§ **Exercise materials**:

-----

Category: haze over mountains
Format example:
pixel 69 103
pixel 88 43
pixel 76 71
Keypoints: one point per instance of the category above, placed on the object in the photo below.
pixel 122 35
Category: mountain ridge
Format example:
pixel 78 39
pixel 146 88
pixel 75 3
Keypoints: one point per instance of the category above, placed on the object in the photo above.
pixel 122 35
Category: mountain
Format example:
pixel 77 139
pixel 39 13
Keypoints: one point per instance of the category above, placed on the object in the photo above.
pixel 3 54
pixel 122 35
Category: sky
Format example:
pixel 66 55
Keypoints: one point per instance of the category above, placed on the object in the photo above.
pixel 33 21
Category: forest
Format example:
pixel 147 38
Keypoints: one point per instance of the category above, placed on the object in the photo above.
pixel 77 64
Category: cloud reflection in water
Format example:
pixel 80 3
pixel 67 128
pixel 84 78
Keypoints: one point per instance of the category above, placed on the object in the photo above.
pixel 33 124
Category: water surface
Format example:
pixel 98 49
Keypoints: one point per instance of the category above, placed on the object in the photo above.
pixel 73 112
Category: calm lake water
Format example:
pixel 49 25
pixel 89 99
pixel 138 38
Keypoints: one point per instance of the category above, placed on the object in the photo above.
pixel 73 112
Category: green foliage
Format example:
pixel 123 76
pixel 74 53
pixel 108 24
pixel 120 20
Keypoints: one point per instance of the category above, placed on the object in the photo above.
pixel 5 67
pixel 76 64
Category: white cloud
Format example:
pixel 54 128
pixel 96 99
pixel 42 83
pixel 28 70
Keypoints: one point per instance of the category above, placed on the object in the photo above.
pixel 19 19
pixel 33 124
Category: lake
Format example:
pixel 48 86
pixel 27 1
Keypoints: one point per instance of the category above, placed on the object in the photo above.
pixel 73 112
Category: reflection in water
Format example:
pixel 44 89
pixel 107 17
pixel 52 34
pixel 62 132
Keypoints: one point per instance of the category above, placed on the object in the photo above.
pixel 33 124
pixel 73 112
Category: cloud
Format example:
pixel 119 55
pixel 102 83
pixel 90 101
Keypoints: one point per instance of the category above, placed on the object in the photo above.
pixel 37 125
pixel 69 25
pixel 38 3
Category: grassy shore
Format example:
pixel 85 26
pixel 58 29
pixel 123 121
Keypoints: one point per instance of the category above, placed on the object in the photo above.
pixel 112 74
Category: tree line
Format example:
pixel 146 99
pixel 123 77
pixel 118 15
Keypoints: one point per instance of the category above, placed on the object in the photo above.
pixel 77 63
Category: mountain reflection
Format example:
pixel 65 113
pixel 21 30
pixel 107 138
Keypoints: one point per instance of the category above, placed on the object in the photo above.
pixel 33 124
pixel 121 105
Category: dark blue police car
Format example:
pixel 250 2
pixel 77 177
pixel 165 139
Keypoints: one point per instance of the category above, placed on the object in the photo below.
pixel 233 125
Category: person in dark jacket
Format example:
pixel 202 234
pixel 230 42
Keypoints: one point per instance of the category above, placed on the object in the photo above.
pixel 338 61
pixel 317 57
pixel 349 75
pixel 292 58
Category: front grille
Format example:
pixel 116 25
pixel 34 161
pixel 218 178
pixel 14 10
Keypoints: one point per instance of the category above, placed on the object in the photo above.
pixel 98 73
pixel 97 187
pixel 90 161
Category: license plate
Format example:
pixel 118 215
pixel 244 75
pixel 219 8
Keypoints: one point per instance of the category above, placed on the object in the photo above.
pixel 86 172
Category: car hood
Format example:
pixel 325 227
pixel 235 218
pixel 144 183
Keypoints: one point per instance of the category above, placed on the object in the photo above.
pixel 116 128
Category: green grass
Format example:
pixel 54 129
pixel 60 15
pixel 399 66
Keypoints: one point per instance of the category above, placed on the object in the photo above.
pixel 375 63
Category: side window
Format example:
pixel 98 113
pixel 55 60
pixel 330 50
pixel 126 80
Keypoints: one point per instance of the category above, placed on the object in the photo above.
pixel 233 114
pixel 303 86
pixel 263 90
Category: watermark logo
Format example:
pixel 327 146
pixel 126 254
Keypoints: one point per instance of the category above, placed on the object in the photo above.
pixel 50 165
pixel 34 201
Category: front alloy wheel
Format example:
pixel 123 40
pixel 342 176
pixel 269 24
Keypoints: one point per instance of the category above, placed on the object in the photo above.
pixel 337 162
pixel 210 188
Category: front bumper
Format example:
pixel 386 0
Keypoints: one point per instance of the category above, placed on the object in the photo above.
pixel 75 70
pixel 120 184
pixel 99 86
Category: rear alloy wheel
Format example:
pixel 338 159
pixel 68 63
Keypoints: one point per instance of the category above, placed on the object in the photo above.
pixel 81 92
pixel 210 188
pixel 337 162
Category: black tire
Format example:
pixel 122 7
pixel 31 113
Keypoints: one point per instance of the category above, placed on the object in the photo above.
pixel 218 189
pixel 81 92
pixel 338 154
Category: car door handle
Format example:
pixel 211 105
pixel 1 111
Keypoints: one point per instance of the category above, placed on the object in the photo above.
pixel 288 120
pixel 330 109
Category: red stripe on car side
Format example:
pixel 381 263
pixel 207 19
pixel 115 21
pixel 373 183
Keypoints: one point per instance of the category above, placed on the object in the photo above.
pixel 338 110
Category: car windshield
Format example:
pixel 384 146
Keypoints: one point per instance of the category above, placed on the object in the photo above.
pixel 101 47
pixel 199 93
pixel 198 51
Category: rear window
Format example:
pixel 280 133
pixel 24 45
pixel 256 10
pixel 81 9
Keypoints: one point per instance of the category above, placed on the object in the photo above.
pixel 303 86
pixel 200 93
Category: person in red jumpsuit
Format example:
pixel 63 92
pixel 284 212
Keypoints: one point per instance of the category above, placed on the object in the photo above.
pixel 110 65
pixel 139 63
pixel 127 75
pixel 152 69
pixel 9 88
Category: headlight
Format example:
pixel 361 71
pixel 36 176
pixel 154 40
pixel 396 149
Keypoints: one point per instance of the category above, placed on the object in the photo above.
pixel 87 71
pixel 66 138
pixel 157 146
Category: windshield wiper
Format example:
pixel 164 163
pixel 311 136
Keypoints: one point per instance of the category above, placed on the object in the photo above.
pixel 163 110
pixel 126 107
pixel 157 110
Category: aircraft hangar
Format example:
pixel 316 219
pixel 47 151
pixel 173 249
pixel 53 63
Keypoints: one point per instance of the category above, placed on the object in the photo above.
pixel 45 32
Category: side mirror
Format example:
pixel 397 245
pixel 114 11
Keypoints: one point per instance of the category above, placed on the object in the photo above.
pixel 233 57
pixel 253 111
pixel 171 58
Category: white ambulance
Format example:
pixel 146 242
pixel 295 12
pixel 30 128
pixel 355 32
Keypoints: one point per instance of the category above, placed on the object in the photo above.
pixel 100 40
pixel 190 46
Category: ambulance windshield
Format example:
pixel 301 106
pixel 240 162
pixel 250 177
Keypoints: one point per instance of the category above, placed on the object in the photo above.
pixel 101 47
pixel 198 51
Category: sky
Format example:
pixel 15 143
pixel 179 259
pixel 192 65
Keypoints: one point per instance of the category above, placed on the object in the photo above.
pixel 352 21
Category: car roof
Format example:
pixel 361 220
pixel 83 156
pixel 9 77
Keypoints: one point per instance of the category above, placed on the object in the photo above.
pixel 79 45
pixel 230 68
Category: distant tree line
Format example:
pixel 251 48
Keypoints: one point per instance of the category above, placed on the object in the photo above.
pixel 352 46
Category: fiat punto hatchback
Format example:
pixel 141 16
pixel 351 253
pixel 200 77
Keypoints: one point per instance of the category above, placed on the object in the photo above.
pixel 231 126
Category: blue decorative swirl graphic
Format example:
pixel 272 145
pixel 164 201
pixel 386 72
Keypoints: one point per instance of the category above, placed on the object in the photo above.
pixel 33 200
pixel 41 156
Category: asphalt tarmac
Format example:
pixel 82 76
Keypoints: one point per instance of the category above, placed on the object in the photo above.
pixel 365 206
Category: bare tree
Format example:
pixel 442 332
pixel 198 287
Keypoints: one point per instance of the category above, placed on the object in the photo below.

-----

§ **Aim of the exercise**: Copy all lines of the material above where the string "blue" occurs.

§ **Answer to this task**:
Category: dark blue police car
Category: blue decorative swirl graphic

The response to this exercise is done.